◆ Perintah 1 ◆
Ketik ulang tanpa perubahan bagian berita tentang dugaan korupsi proyek RPU di Kutai Timur, dari "SANGATTA – Bupati" sampai "3 Desember 2025.".
◆ Perintah 2 ◆
Tuliskan lanjutan berita tentang dugaan korupsi proyek RPU di Kutai Timur, dimulai setelah kalimat terakhirnya.

◆ Kutipan ◆
☆ ☆ ☆ ☆ ☆ ☆ ☆
SANGATTA – Bupati Kutai Timur, Ardiyansyah Sulaiman, memilih tidak banyak berkomentar terkait dugaan korupsi proyek Rice Processing Unit (RPU) senilai Rp25 miliar di Dinas Ketahanan Pangan Kutim.
Dia menekankan, kasus tersebut sebaiknya diserahkan sepenuhnya kepada proses hukum yang berlaku.
“Untuk sementara, saya tidak akan banyak menanggapi. Biarkan proses hukum berjalan sesuai aturan,” kata, Jumat (5/12/2025).
Sebelumnya, Polda Kaltim mengumumkan perkembangan kasus ini pada 3 Desember 2025.
Dari kasus dugaan korupsi ini, pihak kepolisian berhasil mengamankan sekitar Rp7 miliar dari total potensi kerugian negara yang diperkirakan mencapai Rp10,8 miliar.
☆ ☆ ☆ ☆ ☆ ☆ ☆
◆ Data yang Diberikan ◆
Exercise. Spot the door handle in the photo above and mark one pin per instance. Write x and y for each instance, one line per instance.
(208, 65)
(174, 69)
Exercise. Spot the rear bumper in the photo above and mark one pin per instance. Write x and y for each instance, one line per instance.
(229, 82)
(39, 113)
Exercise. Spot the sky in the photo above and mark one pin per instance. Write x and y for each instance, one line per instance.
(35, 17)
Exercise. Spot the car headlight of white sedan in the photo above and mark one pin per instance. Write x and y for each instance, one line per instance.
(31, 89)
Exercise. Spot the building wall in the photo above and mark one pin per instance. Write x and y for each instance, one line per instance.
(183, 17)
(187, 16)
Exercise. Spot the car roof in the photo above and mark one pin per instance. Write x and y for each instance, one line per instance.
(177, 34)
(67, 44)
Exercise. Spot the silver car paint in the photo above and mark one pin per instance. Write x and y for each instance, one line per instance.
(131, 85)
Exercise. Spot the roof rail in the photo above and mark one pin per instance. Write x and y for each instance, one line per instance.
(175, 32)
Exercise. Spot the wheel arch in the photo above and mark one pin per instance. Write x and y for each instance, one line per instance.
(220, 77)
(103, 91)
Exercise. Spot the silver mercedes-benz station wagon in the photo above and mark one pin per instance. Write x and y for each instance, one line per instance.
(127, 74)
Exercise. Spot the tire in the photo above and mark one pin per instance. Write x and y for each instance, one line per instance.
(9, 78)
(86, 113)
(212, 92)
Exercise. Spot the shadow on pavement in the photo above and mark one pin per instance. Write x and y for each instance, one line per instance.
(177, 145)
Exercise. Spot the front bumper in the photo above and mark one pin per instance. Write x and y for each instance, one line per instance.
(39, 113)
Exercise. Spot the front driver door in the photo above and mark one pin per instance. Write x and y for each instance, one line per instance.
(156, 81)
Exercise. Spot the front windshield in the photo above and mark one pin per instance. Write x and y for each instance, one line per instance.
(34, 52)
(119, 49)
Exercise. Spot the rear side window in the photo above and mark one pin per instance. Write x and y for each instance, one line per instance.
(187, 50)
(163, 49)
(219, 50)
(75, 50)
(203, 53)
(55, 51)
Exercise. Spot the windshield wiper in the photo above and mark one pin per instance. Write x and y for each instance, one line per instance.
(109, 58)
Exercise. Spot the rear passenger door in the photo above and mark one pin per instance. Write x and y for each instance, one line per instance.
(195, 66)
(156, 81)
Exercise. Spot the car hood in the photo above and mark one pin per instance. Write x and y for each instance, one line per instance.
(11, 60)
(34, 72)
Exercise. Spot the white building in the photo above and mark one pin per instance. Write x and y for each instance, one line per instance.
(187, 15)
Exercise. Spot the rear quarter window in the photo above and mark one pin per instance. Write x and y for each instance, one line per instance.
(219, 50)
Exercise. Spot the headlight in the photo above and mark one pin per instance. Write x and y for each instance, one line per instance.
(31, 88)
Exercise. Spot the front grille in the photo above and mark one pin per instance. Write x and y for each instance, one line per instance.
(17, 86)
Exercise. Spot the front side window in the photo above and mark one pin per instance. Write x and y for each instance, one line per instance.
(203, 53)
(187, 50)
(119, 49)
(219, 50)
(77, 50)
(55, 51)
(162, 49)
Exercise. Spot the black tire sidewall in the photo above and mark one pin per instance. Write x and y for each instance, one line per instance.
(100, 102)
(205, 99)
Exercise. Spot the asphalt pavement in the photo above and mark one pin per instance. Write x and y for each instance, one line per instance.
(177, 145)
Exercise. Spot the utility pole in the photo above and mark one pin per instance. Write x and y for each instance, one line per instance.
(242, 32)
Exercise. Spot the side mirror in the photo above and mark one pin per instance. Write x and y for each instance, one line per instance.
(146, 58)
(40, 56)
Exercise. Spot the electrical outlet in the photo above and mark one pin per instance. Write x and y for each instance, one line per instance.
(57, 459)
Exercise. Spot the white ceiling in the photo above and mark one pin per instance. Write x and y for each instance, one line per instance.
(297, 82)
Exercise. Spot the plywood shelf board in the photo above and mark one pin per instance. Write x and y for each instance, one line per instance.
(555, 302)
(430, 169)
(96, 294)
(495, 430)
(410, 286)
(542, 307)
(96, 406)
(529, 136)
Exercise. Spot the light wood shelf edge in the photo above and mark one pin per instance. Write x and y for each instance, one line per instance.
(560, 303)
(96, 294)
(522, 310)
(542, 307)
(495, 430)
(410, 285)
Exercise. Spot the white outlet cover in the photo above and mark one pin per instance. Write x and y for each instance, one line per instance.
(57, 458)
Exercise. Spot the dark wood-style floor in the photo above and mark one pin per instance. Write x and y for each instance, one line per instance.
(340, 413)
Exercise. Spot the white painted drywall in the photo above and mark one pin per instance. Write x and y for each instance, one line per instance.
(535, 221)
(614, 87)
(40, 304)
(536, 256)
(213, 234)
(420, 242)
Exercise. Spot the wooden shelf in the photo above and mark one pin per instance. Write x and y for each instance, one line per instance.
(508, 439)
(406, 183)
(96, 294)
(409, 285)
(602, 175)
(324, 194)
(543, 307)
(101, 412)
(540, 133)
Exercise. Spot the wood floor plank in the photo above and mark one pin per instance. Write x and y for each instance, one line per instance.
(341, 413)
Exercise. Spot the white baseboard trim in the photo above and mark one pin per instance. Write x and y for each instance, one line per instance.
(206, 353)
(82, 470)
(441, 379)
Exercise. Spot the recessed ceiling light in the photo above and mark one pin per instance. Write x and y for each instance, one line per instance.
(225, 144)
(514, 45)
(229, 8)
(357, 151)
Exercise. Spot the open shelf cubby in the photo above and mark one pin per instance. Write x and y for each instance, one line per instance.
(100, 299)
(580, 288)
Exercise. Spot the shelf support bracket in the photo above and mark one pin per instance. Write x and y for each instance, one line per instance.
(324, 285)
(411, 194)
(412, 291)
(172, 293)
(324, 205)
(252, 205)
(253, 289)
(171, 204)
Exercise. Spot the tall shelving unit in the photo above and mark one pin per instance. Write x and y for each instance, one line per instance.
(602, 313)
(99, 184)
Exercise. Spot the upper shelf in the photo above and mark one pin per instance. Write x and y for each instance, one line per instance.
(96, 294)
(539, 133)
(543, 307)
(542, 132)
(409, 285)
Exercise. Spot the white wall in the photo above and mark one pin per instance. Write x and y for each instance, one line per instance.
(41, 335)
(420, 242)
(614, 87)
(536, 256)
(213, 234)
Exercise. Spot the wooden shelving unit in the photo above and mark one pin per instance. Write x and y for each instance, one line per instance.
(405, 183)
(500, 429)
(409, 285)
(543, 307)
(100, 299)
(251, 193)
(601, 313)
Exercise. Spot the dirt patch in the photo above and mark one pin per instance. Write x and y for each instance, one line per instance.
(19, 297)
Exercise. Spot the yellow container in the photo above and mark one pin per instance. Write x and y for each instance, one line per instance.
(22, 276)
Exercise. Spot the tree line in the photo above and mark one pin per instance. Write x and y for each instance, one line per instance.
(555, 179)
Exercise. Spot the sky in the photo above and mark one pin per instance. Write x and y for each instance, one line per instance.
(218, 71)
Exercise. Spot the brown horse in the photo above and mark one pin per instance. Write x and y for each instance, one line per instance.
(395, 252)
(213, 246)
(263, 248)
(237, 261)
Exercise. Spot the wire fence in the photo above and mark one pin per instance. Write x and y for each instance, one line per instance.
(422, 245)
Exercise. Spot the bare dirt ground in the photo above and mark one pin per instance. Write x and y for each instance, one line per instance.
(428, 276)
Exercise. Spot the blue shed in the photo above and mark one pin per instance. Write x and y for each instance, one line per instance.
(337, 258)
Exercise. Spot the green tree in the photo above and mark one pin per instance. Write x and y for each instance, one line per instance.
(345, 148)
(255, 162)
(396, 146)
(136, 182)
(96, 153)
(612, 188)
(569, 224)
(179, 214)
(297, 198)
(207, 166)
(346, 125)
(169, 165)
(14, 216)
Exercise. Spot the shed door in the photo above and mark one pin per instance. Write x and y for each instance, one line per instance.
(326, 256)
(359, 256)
☆ ☆ ☆ ☆ ☆ ☆ ☆
◆ Jawaban Tertulis 1 ◆
SANGATTA – Bupati Kutai Timur, Ardiyansyah Sulaiman, memilih tidak banyak berkomentar terkait dugaan korupsi proyek Rice Processing Unit (RPU) senilai Rp25 miliar di Dinas Ketahanan Pangan Kutim.
Dia menekankan, kasus tersebut sebaiknya diserahkan sepenuhnya kepada proses hukum yang berlaku.
“Untuk sementara, saya tidak akan banyak menanggapi. Biarkan proses hukum berjalan sesuai aturan,” kata, Jumat (5/12/2025).
Sebelumnya, Polda Kaltim mengumumkan perkembangan kasus ini pada 3 Desember 2025.

◆ Jawaban Tertulis 2 ◆
Kombes Pol Bambang Yugo Pamungkas, Direktur Reskrimsus Polda Kaltim, menjelaskan bahwa pengadaan RPU berlangsung antara Maret hingga Desember 2024.
Dalam proses penyidikan, Subdit Tipikor memeriksa 37 saksi, termasuk 32 dari pihak Pemkab Kutim, Dinas Ketahanan Pangan, penyedia barang, serta beberapa perusahaan, serta 5 saksi ahli yang mencakup bidang pengadaan, keuangan, forensik digital, audit, dan hukum pidana.
Penyidik menetapkan tiga tersangka dalam kasus ini, yaitu DB (Pejabat Pembuat Komitmen), DJ (Pejabat Pelaksana Teknis Kegiatan), dan BR (penyedia).
Dari para tersangka, polisi menyita sejumlah barang bukti berupa 9 ponsel, 2 komputer, dokumen-dokumen, dan uang senilai Rp7 miliar.
Bambang menuturkan bahwa kasus ini bermula pada Maret 2024, ketika DB dan DJ melakukan pertemuan dengan BR dan LN, perwakilan PT SIA, untuk membahas pengadaan RPU.
Dalam pertemuan tersebut, mereka diduga sepakat melakukan pengaturan spesifikasi dan harga.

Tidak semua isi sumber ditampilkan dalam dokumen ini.